TASK TO CARRY OUT: Transcribe all the records with complete accuracy.

SUPPLIED MATERIAL:
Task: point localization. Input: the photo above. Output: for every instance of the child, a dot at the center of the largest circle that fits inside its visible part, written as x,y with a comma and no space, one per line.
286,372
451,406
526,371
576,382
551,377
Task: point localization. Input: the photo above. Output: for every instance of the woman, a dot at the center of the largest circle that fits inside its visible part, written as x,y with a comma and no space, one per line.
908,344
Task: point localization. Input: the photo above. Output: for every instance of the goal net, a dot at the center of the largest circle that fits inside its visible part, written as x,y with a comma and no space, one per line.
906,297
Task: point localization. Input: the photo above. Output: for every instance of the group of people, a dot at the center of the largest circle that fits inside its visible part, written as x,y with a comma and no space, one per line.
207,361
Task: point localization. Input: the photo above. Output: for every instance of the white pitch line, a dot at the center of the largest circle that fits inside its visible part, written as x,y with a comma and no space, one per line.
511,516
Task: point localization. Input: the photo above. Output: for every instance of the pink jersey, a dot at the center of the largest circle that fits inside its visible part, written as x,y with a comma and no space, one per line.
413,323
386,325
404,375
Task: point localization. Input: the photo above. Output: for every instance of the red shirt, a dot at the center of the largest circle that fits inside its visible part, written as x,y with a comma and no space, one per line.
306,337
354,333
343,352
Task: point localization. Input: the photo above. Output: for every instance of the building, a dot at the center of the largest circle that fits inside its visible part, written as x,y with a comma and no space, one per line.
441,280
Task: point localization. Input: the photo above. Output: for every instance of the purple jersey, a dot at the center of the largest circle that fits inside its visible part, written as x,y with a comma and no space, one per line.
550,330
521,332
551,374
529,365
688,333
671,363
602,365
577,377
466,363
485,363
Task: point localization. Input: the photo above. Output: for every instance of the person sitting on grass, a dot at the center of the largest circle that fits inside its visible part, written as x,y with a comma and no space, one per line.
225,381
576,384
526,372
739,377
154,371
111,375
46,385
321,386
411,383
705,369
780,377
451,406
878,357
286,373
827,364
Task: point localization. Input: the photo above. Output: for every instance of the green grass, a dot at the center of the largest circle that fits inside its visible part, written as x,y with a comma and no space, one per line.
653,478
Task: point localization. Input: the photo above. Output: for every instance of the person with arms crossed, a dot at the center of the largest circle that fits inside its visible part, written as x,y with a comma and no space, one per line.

FINAL ANSWER:
Task: point localization. Input: the photo above. Output: for every instance of the child, a dot at the center of the largest circle that fits inside its visible part, written as x,y with a comma and no space, one per line.
286,372
451,406
526,371
576,382
551,377
Task: point localization. Input: the photo above. Output: for every instance of the woman, a dot at the center of the largest circle that fits inside its visible part, written as x,y with a comma and no space, one per line.
908,344
Task: point localization. Input: the photo above. Output: for every instance of the goal net, a dot at the center of the largest circle that fits inside its visible part, written as x,y with a comma and no space, one per line.
906,297
Task: point localization. Input: the photo above. Output: for every instance of the group of people, a dot at the center of the largest circle that fits inside its visible part, written as x,y with a comma and no space, one per line.
207,361
Task: point localization. Input: the photo above. Output: for every instance of the white pitch line, a dot at the center of the largest circle that fits inside its visible part, written as x,y with a comma and no space, one per line.
511,516
Task: point localization. Input: the photo above. Output: for every instance of the pink jersey, a dot at the center of the largest circle that fits inside its visible part, written as x,y with a comma and no space, one per line.
413,323
386,325
404,375
Task: point localization. Input: the photo above. Output: for every instance of the red shirt, a dot at the center of the largest circle that fits inside its visible part, written as x,y with a comma and no space, one per line.
306,337
354,333
343,352
Task: point localization. Input: the photo above. Output: for every instance of the building, a dot at the center of the largest circle that fits inside its visible part, written as x,y with a comma and no space, one per line.
441,280
Task: point localization. Input: the photo above. Output: for every instance of the purple jersey, a dot at the center of the largest circle that fits inside its visible part, written as x,y with a comma and no space, one per line.
550,330
521,332
551,374
529,365
688,333
671,363
602,365
577,377
466,363
485,363
Task: point localization. Input: the photo above. Output: for every instance of the person sitting on grass, a dot at the center of the largest circle that fits inside its visible part, written as x,y with a comma and no space, one per line.
225,381
576,384
526,372
739,377
154,371
111,375
46,385
321,386
411,383
705,369
780,377
451,406
878,357
286,373
827,364
Task: point localization. Input: the photo above. Output: for every instance of the green grass, a dot at the center of the largest circle that fits inside its visible part, written as x,y with a comma and no space, one per line.
653,478
Task: point localization. Input: the photo above. Output: for every instance of the person with arms crossed, a dot at the center of the largest circle that fits inside its visible part, written as x,y with a comma and no space, one per line.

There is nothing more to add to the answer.